* Source excerpt

begin

Working with a real world data-set using SQL and Python

Jupyter Notebook: Chicago Public Schools - Progress Report Cards


↥ back to top


Views

Syntax of a CREATE VIEW statement:

CREATE VIEW view_name AS
SELECT column1, column2, ...
FROM table_name
WHERE condition;

Syntax of a REPLACE VIEW statement:

CREATE OR REPLACE VIEW view_name AS
SELECT column1, column2, ...
FROM table_name
WHERE condition;

Syntax of a DROP VIEW statement:

DROP VIEW view_name;


↥ back to top


Stored Procedures

--#SET TERMINATOR @
CREATE PROCEDURE RETRIEVE_ALL       -- Name of this stored procedure routine

LANGUAGE SQL                        -- Language used in this routine 
READS SQL DATA                      -- This routine will only read data from the table

DYNAMIC RESULT SETS 1               -- Maximum possible number of result-sets to be returned to the caller query

BEGIN 

    DECLARE C1 CURSOR               -- CURSOR C1 will handle the result-set by retrieving records row by row from the table
    WITH RETURN FOR                 -- This routine will return retrieved records as a result-set to the caller query
    
    SELECT * FROM PETSALE;          -- Query to retrieve all the records from the table
    
    OPEN C1;                        -- Keeping the CURSOR C1 open so that result-set can be returned to the caller query

END
@                                   -- Routine termination character
--#SET TERMINATOR @
CREATE PROCEDURE UPDATE_SALEPRICE ( 
    IN Animal_ID INTEGER, IN Animal_Health VARCHAR(5) )     -- ( { IN/OUT type } { parameter-name } { data-type }, ... )

LANGUAGE SQL                                                -- Language used in this routine
MODIFIES SQL DATA                                           -- This routine will only write/modify data in the table

BEGIN 

    IF Animal_Health = 'BAD' THEN                           -- Start of conditional statement
        UPDATE PETSALE
        SET SALEPRICE = SALEPRICE - (SALEPRICE * 0.25)
        WHERE ID = Animal_ID;
    
    ELSEIF Animal_Health = 'WORSE' THEN
        UPDATE PETSALE
        SET SALEPRICE = SALEPRICE - (SALEPRICE * 0.5)

end

* Stored data
begin

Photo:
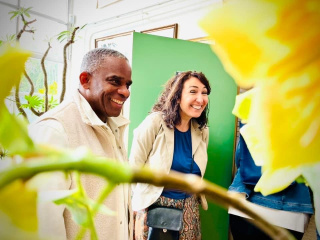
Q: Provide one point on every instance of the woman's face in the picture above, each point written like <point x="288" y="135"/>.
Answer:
<point x="194" y="99"/>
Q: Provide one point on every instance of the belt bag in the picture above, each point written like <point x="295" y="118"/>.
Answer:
<point x="164" y="223"/>
<point x="165" y="218"/>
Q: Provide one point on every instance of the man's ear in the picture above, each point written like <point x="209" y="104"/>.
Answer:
<point x="85" y="80"/>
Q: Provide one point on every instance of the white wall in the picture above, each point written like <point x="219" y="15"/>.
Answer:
<point x="128" y="15"/>
<point x="121" y="16"/>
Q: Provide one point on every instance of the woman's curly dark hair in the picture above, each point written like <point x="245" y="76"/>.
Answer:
<point x="168" y="102"/>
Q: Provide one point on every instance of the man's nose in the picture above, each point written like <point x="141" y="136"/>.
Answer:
<point x="124" y="91"/>
<point x="199" y="98"/>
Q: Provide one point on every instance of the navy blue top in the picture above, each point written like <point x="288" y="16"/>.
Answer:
<point x="182" y="161"/>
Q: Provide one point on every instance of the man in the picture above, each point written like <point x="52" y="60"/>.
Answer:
<point x="92" y="119"/>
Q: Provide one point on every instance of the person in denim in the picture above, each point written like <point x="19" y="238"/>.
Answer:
<point x="289" y="209"/>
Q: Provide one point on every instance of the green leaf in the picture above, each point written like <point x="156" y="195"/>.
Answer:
<point x="34" y="101"/>
<point x="13" y="133"/>
<point x="12" y="62"/>
<point x="19" y="204"/>
<point x="78" y="208"/>
<point x="81" y="207"/>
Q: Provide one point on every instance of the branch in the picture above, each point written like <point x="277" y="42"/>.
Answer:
<point x="18" y="103"/>
<point x="45" y="78"/>
<point x="120" y="173"/>
<point x="64" y="74"/>
<point x="26" y="24"/>
<point x="31" y="93"/>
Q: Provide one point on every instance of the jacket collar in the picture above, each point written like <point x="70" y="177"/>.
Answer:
<point x="196" y="137"/>
<point x="90" y="117"/>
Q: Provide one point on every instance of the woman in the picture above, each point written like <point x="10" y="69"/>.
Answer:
<point x="173" y="137"/>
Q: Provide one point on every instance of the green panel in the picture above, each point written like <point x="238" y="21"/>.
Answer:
<point x="154" y="60"/>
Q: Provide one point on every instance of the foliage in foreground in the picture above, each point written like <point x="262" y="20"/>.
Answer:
<point x="18" y="195"/>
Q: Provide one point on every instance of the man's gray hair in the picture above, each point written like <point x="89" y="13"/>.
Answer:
<point x="92" y="60"/>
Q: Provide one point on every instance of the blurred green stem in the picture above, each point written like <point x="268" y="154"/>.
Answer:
<point x="121" y="173"/>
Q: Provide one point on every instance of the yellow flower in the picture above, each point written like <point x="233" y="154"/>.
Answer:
<point x="273" y="46"/>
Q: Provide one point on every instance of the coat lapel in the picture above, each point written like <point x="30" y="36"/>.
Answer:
<point x="169" y="138"/>
<point x="196" y="136"/>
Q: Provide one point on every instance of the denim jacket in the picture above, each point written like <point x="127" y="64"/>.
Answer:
<point x="295" y="198"/>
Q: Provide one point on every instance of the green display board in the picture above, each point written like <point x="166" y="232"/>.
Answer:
<point x="156" y="59"/>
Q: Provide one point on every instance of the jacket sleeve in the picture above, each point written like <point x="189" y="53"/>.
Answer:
<point x="143" y="139"/>
<point x="53" y="184"/>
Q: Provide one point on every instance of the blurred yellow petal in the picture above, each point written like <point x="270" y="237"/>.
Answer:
<point x="311" y="174"/>
<point x="274" y="46"/>
<point x="239" y="30"/>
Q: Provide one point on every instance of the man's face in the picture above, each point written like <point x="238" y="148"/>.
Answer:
<point x="108" y="87"/>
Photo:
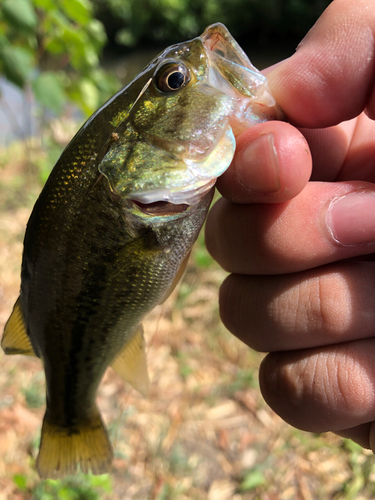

end

* Tasks
A. List every statement type named in the "Syntax of ..." headings of the SQL excerpt.
B. Find every line of the records containing the string "face", treating case as significant, and copy each such line.
The SQL excerpt and the records have no connection to each other.

* Correct answers
A.
CREATE VIEW
REPLACE VIEW
DROP VIEW

B.
Q: Provide one point on every instance of the woman's face in the picture above, each point written like <point x="288" y="135"/>.
Q: Provide one point on every instance of the man's face in the picture above, each point written like <point x="238" y="148"/>.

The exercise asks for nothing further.